> **Instructions to follow**:
In the data below, reproduce word for word the lines starting at the one containing "Produce, for every" and ending at the one containing "positive clicks: (169, 394) (146, 371)".
[Records for processing Boundary: Start]
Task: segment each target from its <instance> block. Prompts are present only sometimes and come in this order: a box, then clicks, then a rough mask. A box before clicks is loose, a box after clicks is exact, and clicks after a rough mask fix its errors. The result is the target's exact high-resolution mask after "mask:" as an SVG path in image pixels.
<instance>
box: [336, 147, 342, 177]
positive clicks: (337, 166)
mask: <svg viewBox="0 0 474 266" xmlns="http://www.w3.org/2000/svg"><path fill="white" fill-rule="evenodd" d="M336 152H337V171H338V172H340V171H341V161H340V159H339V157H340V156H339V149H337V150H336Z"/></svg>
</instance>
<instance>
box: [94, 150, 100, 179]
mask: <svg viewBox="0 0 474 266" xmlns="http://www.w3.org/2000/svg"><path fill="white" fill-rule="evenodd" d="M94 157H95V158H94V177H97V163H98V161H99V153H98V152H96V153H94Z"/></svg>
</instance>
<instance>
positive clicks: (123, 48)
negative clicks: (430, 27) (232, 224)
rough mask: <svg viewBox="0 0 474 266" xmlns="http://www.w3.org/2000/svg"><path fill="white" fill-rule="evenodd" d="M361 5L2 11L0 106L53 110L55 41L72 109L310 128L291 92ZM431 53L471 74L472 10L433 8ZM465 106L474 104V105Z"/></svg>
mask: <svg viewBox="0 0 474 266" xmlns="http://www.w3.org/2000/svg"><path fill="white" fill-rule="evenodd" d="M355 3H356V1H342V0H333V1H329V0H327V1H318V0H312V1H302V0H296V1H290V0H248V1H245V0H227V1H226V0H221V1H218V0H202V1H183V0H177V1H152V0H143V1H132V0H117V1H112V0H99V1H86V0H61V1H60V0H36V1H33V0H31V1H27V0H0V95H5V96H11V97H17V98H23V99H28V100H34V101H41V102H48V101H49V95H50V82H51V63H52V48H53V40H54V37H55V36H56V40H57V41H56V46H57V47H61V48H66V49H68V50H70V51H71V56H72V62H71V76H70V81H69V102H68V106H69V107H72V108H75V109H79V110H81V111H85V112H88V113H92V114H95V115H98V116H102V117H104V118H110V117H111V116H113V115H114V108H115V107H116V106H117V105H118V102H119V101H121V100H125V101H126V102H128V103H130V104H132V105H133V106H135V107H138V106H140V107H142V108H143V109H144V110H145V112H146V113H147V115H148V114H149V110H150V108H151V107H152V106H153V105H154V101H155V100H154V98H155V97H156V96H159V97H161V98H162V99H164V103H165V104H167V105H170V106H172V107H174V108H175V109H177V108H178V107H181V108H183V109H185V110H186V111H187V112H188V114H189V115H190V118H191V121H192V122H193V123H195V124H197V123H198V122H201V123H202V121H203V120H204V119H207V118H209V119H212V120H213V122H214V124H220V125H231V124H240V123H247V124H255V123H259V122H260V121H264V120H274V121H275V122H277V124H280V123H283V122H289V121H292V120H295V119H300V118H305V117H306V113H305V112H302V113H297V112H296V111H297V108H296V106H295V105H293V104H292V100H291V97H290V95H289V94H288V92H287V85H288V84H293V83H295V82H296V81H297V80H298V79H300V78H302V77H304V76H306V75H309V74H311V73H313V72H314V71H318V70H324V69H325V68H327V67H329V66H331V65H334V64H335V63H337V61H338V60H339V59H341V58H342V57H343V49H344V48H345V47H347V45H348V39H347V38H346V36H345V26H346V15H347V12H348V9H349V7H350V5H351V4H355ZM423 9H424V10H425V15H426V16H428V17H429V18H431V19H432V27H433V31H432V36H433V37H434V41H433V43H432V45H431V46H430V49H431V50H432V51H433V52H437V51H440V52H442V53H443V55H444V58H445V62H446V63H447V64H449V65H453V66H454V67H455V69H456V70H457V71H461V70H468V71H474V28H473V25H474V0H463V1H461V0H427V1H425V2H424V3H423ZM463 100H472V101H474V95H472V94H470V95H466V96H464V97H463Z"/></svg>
[Records for processing Boundary: End]
[Records for processing Boundary: Start]
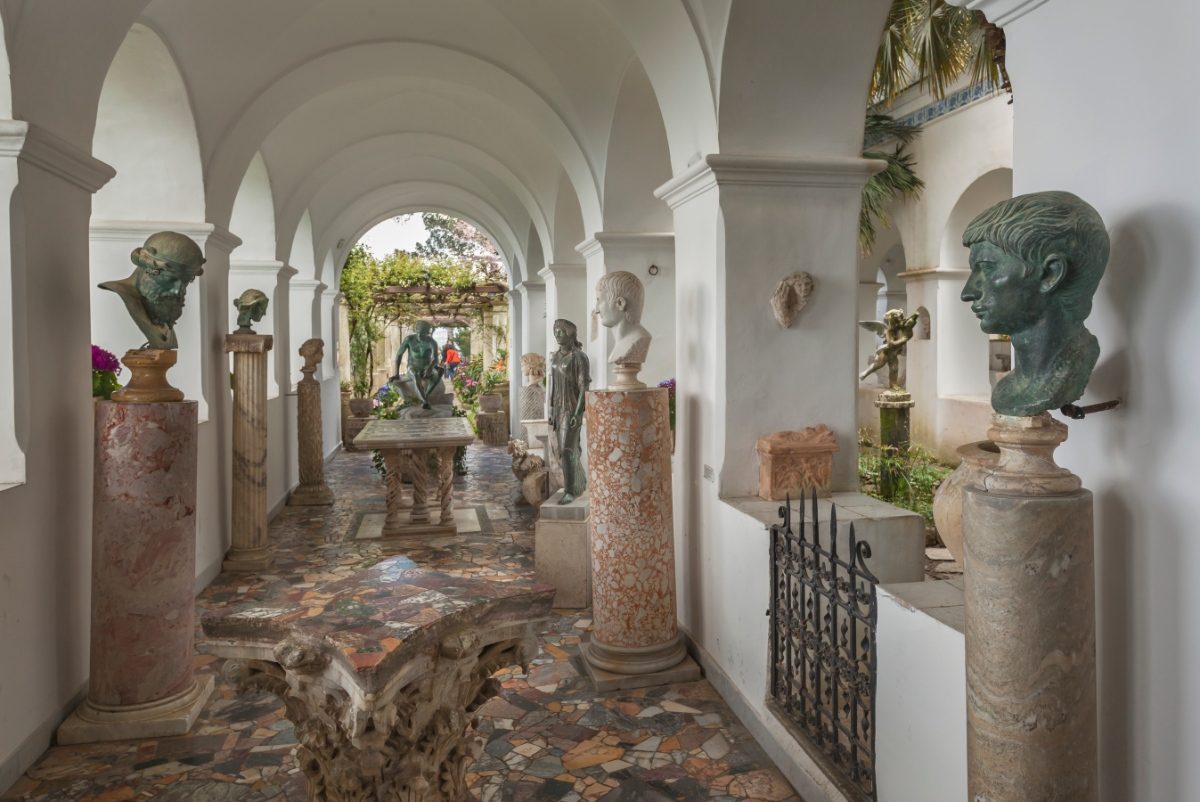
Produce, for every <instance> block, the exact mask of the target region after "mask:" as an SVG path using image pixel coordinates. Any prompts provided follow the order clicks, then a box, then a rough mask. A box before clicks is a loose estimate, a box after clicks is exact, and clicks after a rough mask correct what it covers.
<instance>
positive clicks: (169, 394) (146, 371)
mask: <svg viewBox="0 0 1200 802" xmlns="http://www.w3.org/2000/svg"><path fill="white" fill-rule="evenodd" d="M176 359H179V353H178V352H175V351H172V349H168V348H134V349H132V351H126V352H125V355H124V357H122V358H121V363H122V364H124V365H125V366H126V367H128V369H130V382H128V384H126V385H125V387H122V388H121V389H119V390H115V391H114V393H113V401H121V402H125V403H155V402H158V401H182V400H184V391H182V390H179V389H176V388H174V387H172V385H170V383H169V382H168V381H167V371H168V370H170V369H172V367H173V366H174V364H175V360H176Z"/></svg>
[Records for processing Boundary: End]
> **Final answer**:
Produce, for every <instance> block, the exact mask of the target region after "mask:" as an SVG path using image pixel coordinates. Any prompts provided follow the order clicks, then a box, then a rough mask. A box before clicks is a loose estimate, a box after clicks is exact, and clicks after a rough mask correct what it covers.
<instance>
positive clicks: (169, 394) (146, 371)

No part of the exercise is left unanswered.